**Given data:**
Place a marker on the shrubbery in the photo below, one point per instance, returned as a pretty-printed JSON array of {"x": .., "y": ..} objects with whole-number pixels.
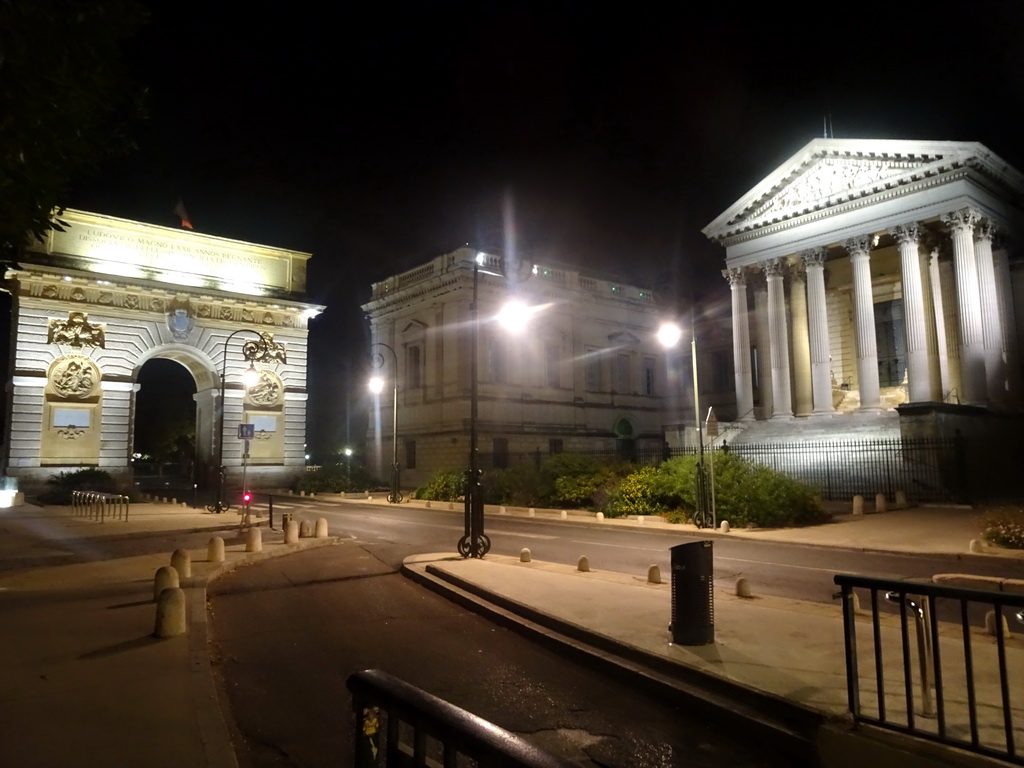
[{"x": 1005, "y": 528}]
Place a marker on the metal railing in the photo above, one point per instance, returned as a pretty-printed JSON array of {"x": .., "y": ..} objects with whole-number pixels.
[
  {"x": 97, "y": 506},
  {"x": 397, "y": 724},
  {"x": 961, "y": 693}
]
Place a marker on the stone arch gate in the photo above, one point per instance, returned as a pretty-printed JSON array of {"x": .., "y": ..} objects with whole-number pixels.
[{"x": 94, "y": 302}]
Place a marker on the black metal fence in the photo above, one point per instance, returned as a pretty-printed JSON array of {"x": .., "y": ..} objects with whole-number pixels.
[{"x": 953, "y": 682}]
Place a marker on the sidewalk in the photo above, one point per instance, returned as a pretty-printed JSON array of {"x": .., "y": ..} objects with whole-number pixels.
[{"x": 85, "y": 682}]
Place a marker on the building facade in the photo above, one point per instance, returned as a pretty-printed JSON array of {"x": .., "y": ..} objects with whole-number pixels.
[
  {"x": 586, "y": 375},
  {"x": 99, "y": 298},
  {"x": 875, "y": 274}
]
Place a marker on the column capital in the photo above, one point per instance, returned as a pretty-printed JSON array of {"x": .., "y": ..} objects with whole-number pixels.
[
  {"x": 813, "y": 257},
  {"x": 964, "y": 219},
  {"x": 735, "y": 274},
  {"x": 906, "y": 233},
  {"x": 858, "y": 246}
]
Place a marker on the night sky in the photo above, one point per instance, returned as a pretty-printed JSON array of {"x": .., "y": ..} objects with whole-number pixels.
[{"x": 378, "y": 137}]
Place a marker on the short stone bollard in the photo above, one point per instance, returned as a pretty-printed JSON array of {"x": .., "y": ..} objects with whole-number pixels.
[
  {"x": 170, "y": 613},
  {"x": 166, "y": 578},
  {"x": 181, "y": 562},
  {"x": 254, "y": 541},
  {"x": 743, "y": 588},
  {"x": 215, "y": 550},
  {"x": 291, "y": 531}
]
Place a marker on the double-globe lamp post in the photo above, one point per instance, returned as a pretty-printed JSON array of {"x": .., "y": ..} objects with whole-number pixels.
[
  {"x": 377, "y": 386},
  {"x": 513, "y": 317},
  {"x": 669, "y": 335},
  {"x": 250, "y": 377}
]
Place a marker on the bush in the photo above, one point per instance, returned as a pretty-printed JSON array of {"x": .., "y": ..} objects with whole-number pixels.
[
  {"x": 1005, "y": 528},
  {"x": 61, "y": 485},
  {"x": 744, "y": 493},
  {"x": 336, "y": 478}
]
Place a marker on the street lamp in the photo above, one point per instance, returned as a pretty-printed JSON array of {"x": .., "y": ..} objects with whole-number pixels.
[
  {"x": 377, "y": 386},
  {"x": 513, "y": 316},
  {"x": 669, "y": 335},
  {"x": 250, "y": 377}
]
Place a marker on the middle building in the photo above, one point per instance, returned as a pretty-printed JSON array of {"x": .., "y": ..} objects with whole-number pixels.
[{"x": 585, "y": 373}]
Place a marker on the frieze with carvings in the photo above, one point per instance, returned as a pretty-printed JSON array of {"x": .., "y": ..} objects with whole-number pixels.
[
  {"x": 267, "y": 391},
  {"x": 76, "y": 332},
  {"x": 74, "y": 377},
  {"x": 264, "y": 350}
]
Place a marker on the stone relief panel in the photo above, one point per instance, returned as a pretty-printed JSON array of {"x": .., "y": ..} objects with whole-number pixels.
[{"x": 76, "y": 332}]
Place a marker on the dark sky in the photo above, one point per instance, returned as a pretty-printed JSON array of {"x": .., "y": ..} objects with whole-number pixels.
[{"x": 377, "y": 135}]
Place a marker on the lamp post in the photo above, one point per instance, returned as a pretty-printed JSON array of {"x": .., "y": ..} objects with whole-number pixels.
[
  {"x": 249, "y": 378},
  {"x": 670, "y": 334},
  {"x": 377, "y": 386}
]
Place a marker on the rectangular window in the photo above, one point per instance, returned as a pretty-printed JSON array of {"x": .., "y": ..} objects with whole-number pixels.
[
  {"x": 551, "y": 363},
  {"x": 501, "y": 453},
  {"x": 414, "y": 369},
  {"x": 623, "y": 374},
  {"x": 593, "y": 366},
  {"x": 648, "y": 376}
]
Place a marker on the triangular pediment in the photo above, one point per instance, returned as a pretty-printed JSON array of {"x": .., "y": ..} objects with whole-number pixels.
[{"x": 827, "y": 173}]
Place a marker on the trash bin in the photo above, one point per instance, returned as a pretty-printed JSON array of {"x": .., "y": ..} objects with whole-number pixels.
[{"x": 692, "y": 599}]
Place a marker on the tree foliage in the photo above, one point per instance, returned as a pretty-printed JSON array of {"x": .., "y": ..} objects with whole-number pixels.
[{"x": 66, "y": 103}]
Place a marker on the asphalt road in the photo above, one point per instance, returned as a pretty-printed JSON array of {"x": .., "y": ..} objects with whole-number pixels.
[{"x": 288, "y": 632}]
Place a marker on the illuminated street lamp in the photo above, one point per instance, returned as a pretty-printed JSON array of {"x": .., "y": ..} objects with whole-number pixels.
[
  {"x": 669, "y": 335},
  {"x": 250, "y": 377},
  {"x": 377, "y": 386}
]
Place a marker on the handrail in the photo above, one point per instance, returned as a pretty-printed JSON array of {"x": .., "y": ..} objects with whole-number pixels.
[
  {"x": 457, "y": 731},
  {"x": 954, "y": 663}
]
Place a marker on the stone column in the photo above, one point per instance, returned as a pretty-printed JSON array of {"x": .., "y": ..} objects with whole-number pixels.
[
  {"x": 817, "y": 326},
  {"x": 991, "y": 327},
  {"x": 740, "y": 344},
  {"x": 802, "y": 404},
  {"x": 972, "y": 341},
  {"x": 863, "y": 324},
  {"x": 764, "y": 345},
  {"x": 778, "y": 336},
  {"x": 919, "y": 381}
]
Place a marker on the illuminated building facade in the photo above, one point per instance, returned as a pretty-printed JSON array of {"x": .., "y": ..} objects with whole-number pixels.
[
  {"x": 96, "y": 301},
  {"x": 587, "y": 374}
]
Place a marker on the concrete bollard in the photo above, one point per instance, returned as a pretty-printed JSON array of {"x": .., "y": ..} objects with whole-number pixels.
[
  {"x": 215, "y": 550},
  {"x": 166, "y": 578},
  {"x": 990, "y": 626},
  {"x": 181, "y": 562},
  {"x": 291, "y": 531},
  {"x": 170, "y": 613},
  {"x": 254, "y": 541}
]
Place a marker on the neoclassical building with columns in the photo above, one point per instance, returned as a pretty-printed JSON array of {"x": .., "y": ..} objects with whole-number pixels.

==

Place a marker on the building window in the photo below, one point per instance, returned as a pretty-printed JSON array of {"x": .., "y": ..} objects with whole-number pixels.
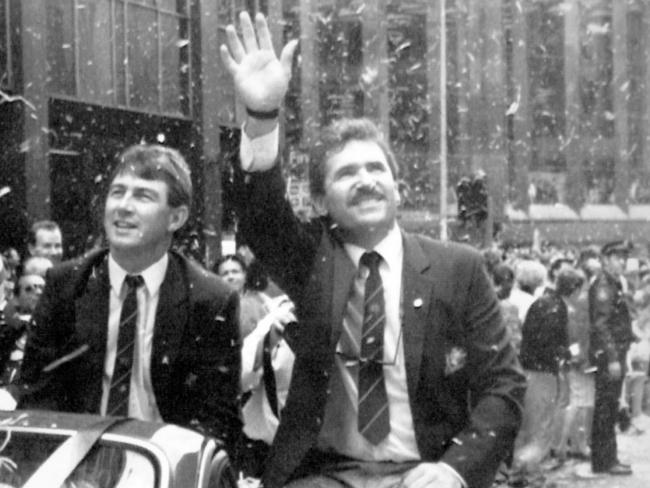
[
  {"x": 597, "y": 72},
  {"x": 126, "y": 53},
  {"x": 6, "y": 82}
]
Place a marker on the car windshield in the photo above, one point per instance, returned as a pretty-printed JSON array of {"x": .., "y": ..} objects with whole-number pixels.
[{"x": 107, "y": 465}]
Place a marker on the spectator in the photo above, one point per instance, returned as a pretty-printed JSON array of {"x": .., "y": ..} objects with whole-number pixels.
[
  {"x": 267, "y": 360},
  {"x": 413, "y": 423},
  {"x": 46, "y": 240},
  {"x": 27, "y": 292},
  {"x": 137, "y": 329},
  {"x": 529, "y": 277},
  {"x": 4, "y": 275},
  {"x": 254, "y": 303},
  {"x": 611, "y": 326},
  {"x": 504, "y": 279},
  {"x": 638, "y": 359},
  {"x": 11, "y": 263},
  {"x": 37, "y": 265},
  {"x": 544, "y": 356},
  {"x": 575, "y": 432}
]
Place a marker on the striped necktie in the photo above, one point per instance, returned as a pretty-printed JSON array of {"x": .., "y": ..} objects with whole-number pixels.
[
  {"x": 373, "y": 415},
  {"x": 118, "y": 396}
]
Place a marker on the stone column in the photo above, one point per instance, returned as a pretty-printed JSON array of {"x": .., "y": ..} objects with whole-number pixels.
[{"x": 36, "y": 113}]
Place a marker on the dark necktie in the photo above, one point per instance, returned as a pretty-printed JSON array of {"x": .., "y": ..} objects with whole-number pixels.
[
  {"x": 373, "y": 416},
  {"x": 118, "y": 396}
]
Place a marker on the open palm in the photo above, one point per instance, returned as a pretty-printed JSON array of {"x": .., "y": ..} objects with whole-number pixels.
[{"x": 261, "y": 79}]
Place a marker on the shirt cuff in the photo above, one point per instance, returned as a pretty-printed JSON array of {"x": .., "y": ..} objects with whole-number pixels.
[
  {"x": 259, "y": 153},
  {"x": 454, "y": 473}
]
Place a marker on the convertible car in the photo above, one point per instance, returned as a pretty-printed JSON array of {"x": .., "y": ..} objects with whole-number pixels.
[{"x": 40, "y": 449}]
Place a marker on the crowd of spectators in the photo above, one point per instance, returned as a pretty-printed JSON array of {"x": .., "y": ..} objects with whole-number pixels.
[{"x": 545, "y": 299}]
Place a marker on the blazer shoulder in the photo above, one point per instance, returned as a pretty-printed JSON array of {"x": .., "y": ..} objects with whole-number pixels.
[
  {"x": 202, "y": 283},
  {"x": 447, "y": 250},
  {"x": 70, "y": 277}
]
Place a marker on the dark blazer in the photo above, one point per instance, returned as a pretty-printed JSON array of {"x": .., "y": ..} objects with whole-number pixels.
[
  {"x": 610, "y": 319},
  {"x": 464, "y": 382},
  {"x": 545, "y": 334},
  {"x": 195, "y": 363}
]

**What to do:** List every line of the records above that contains the word "stone".

**Solution:**
Place a marker on the stone arch gate in the photo above, one point per instance, returned as a pretty-printed JSON array of {"x": .., "y": ..} objects with whole-number pixels.
Place a marker on the short stone bollard in the photo above, one point per instance, returned as a pretty-printed JSON array of {"x": .., "y": ..} objects with whole-number pixels.
Place a marker on the stone relief panel in the photo above, one point per instance, returned as a pretty-printed JSON array of {"x": .., "y": ..} objects with whole-number pixels.
Place a marker on the stone column in the photo above, one point per instance, returned as a pretty-printed JSON array of {"x": .., "y": ..} objects with whole-number pixels.
Place a marker on the stone column in the photo above, one point per instance, returned as a pretty-printed JSON array of {"x": .., "y": ..} objects with whole-number pixels.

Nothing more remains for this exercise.